• PARTS OF THE EXERCISE:
• 1. In the resident profile, on which unit and at which hospital did the writer spend the first three months of the PGY1 year?
• 2. Write the next part of the resident profile, picking up after its final sentence.

Hello! My name is Brooke Lifland and I’m a first-year psychiatry resident. I was born and raised in Jupiter, FL, so I spent the majority of my childhood covered in sand or head underwater with a snorkel. After high school I attended Harvard College where I majored in the History of Science with a focus on the History of Medicine. I also spent time volunteering at the Harvard Square Homeless Shelter as a social work coordinator, which exposed me to the considerable flaws in our health care system. Most of my clients had significant psychiatric and substance use issues that had both initiated and perpetuated their homelessness, and it was overwhelming that I as an undergraduate with no formal psychiatric training was the only person positioned to help them claw their way out of poverty.
Why I Chose Yale
Popular imagination conceives of Ivy League institutions as ivory towers that set themselves apart from the communities in which they exist. While interviewing at Yale, I was impressed by the way that leaders in the Department had made it a priority to become a significant social and political presence in New Haven. I spoke with residents who were engaged not only in research to further the field of neurobiology, but were also working to tackle social determinants of health and empower marginalized communities. I chose to enter the field of psychiatry as a social and political act. By choosing Yale, I was choosing a program that had a strong track record of producing not only physician-scientists, but physician-scientist-advocates.
I spent the first 3 months of my PGY1 year on the 8 East inpatient psychiatry unit at the West Haven VA Hospital. Our day starts with pre-rounding at 7:30a. If my early bird patients are up, I’ll use the quiet morning time for our daily check-in. At 8:30a we have our unit-wide morning meeting where we discuss census and other issues with the nurses, social workers, and other staff. Rounds are from 9:30-11. The rest of the day is filled with admissions, one-on-one therapy sessions with patients, note-writing, and teaching sessions from experts in the field. Once a week, we spend our evenings from 5:30p-9:30p working in the Yale Crisis Intervention Unit (psychiatric emergency room), learning how to triage and manage acutely ill patients with a variety of psychiatric and substance disorders. Once a month we spend a weekend day from 8a-5p as the “MOD” or medical officer on duty at the Yale Psychiatric Hospital, a 76-bed psychiatric hospital. In this role, we are tasked with responding to all of the urgent and emergent medical and psychiatric needs of the patients over the weekend. These first few months of intern year have been a trial by fire but I have loved every moment and look forward to what the rest of the year has to offer.

• SOURCE DATA:
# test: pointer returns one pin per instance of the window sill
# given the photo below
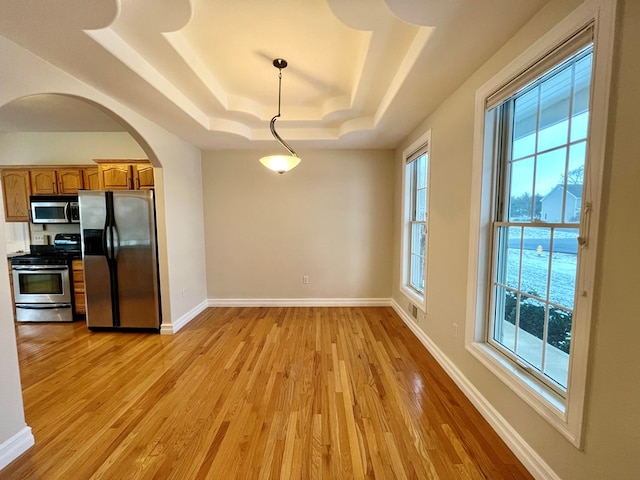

• ANSWERS TO THE TASKS:
• 1. The 8 East inpatient psychiatry unit at the West Haven VA Hospital.

• 2.
Where I Live
I live in a two-bedroom apartment in the new MetroStar building in Downtown New Haven with my husband. The apartment is very open-concept and bright with large windows. The building is brand new and has a small, well-furnished gym and a beautiful rooftop deck. Notably, two of my fellow psychiatry interns live in the same building! The building has also attracted residents from many other programs. We chose this location almost exclusively based on location. I live right around the corner from the VA Shuttle stop and I am a 10-minute walk from the Yale-New Haven Hospital. We are a 20-minute walk away from Stop&Shop and a 10 minute walk from Elm City Market (the “fancy” grocery store). We sold our car prior to moving to New Haven and between the Yale shuttle system, Lyft, and our own feet, we’ve been able to get around just fine.
My Favorite Things to do in/around New Haven
My husband and I go to the Wooster Square Farmer’s Market every Saturday. It is a marvelous place to get fresh produce, meat, bread, and cheese. My favorite bread is the focaccia from G Café Bakery – we get a loaf every week and eat it for lunch with the feta pesto from another local vendor. I would be remiss if I didn’t also mention the local pizza scene. Current favorites include Bar (classic cheese pizza), One 6 Three (goat cheese pizza), and Kitchen Zinc (brussel sprout pizza). Aside from the food scene, I’ve loved exploring the local museums. My favorite place is the Rocks and Gems exhibit at the Peabody Museum. I found my first time there to be a near-religious experience. The room is darkly lit with spotlights on all of these glorious minerals; it’s an otherworldly experience.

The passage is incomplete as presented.